# Given text
##########

Searching for Clues at Longmianshan:
The Mountain Villa Scroll and the real landscape – a comparison
My research suggests that this may have been previously not systematically carried out or documented by the Chinese side, and according to information from the local authorities it seems that I have been the first westerner visiting Longmianshan for such a reason. Facing the impermanence of Chinese wooden architecture, we cannot expect to find traces of settlement sites from Song Dynasty at Longmianshan. Quite different is the case with the landscape sights of the scroll. If some of them could be verified, it would be possible to enclose the approximate location of the buildings which Li Gonglin shows us in his painting.
In August 2015, the Foreign Affairs Office of Luan Municipal Government arranged my visit to Shucheng. I was supported by a group of guides of the local Office of Tourism and the Li Gonglin expert Song Zhefa of Shucheng. The excursion was organized and led by Zheng Shuhua from the Foreign Affairs Office Luan, who was born and raised in Shucheng. As it turned out locally, this measure proved to be indispensable, because there was neither a topographic map of Longmianshan nor even street signs or signposts. After leaving Shucheng to the south, you will reach the first foothills of Longmianshan after some miles in the form of densely wooded hilltops. Behind the small town Tangchizhen the mountains begin to gain altitude. The area where the location of the mountain villa and the sights of the scroll should have been lying covers approximately 30 square kilometers. You finally reach the southern edge of Shucheng County by an elongated valley through which a river runs northbound (Fig 3).
At the time of my visit, it had low water levels. Through further inflows the river gets wider and after leaving the mountains it finally joins the Chaohu Lake east of Shucheng. In its various sections it is called differently. At the headwaters in the mountains it is called Longmian River, while the northern section as it emerges from the mountains southwest of Shucheng is still know as Magpie Stream (鹊 源). Thus, we were able to identify the first concrete sequence of the Mountain Villa Scroll (Fig. 4) that we faced by visiting this river section.
We reached the appropriate section of the river at the height of 31 ° 21 ’36’ ‘N / 116 ° 50’ 32 ” E, where a bridge crosses the river. Fig. 5 and 6 show the riverbank left (Fig. 5) and right (Fig. 6) of the bridge. The similarity of the landscape with the last sequence of the painting is somewhat vague. Li Gonglin painted the riverbank with bare rocks. In Fig. 6 overgrown rock structures can be seen. Whether the vegetation has prevailed over the centuries more or the artist wanted to emphasize the rocky terrain remains unclear. Coming from the south of the mountains, we have followed the river through a broad valley to this point. On our way we passed the river noticing much flatter riverbanks (Fig. 7), which are not as similar to the painting as the section of our spot at the bridge. In the further course towards the north we suspected no higher potential of congruence, because the landscape remains flat there. With appropriate water level this part of the river seems to be passable by boat as shown in Li Gonglin’s scroll. Certainly during the artist’s lifetime the term Magpie Stream might have been used for a larger section of the river in the upper course too, but the navigability even with flat boats seems to me unlikely because of the rocky riverbed. It finally seems logical that the painting ends with a sequence which is the farest from the presumed location of the mountain villa. In addition, the way from Shucheng to this section of the river is significantly shorter than to the area of the presumed site of the mountain villa. Therefore I find it easy to imagine that a river trip near the foot of Longmianshan may had been one of the popular leisure activities of Shucheng’s upper class during Song Dynasty.

##########

# What you need to do
- A) Answer these questions about the account of the search at Longmianshan:
(i) Who organized and led the August 2015 excursion?
(ii) What is the river called at its headwaters in the mountains?
(iii) Into which lake does the river finally flow after leaving the mountains?
- B) Carry on the account of the search at Longmianshan from its last sentence.

Collected data:
##########

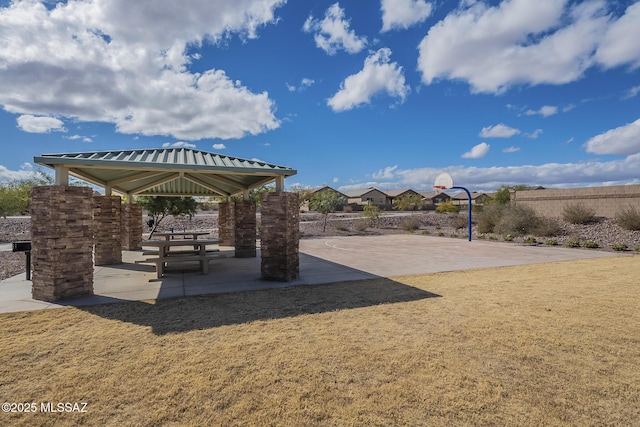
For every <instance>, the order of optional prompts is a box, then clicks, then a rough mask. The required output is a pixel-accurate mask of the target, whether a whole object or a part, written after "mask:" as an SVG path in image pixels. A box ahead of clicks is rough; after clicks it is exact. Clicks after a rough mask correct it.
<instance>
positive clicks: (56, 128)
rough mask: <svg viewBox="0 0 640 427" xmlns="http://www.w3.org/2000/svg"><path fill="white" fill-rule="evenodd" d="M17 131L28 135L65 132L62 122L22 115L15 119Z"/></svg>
mask: <svg viewBox="0 0 640 427" xmlns="http://www.w3.org/2000/svg"><path fill="white" fill-rule="evenodd" d="M16 121H17V122H18V129H20V130H22V131H24V132H29V133H48V132H51V131H57V132H66V131H67V130H66V129H65V128H64V122H63V121H62V120H60V119H56V118H54V117H42V116H32V115H30V114H24V115H22V116H20V117H18V118H17V120H16Z"/></svg>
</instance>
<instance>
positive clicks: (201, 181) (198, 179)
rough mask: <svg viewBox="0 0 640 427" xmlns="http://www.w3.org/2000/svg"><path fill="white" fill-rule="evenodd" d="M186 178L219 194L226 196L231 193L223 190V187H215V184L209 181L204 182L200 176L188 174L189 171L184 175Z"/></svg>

##########

# Answers by task
- A)
(i) Zheng Shuhua from the Foreign Affairs Office Luan.
(ii) Longmian River.
(iii) Chaohu Lake, east of Shucheng.

- B)
Fig. 4: Magpie Stream Section of Li Gonglin’s Mountain Villa Scroll. Berenson Collection, Villa I Tatti, Florence, reproduction by approval of the president and colleagues of the Harvard College, Photo: Paolo De Rocco, Centrica srl., Florence.
According to my local guides only one more topographic name from the painting still exists: the Guanyin Cliff. Unfortunately, it lays at a very inaccessible place deep in the mountains without any way or path leading towards this sight. Song Zhefa told me that he himself has made an attempt to get there. Because of the difficult terrain he did not manage to enter the cliff. After all, he even had lost the way, trying for a long time, to find a way back. The presentation of the cliff in the scroll finally appears rather inconspicuous and poses little potential for a comparison with the real landscape. However, as a fixed point for reaching the so called Jade Dragon Gorge, a visit seems worthwhile, but according to Song Zhefa it would require a helicopter to get there. Facing these descriptions and the high summer temperatures we finally gave up the idea of a new attempt to reach Guanyin Cliff. So let us return to the headwaters of the river. Above the valley of Longman River there lies a restaurant below one of the summits. There I made a further localization. The coordinates of this fixed point are 31 ° 10 ’40’ ‘N / 116 ° 52’ 26 ” E. The Fig. 8 shows a view not far from this fixed point across the valley.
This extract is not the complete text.